EXCERPT TO READ -
☆ ☆ ☆ ☆ ☆
Removed deprecated arguments from CommonVoice (#1534)
- torchaudio no longer supports programmatic download of Common Voice dataset. Please remove the arguments from your code.

Deprecations

Deprecated the use of pseudo complex type (#1445, #1492)
- torchaudio is adopting native complex type and the use of pseudo complex type and the related utility functions are now deprecated. Please refer to #1337 for the migration process.
Deprecated torchaudio.compliance.kaldi.resample_waveform (#1533)
- Please use torchaudio.functional.resample.
torchaudio.transforms.MelScale now expects valid n_stft value (#1515)
- Please provide a valid value to n_stft.

New Features

[Beta] Wav2Vec2.0

Added wav2vec2.0 model (#1529)
Added wav2vec2.0 HuggingFace importer (#1530)
Added wav2vec2.0 fairseq importer (#1531)
Added speech recognition C++ example (#1538)
- Please refer to C++ example for the detail.

Filtering

Added C++ implementation of torchaudio.functional.lfilter (#1319)
Added autograd support to torchaudio.functional.lfilter (#1310, #1441)

[Beta] Resampling

Added torchaudio.functional.resample (#1402)
Added rolloff parameter (#1488)
Added kaiser window support to resampling (#1509)
Added kernel caching mechanism in torchaudio.transforms.Resample (#1499, #1514, #1556)
Skip resampling when sampling rate is not changed (#1537)

Native Complex Tensor

Added complex tensor support to torchaudio.functional.phase_vocoder and torchaudio.transforms.TimeStretch (#1410)
Added return_complex to torchaudio.functional.spectrogram and torchaudio.transforms.Spectrogram (#1366, #1551)

Improvements

I/O

Added file path to I/O error messages (#1523)
☆ ☆ ☆ ☆ ☆
JOB - Set down the torchaudio release notes word for word, from "New Features" to "torchaudio.functional.lfilter (#1310, #1441)".
☆ ☆ ☆ ☆ ☆
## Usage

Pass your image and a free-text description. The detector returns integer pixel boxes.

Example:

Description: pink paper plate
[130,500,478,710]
☆ ☆ ☆ ☆ ☆
EXPECTED OUTPUT -
New Features

[Beta] Wav2Vec2.0

Added wav2vec2.0 model (#1529)
Added wav2vec2.0 HuggingFace importer (#1530)
Added wav2vec2.0 fairseq importer (#1531)
Added speech recognition C++ example (#1538)
- Please refer to C++ example for the detail.

Filtering

Added C++ implementation of torchaudio.functional.lfilter (#1319)
Added autograd support to torchaudio.functional.lfilter (#1310, #1441)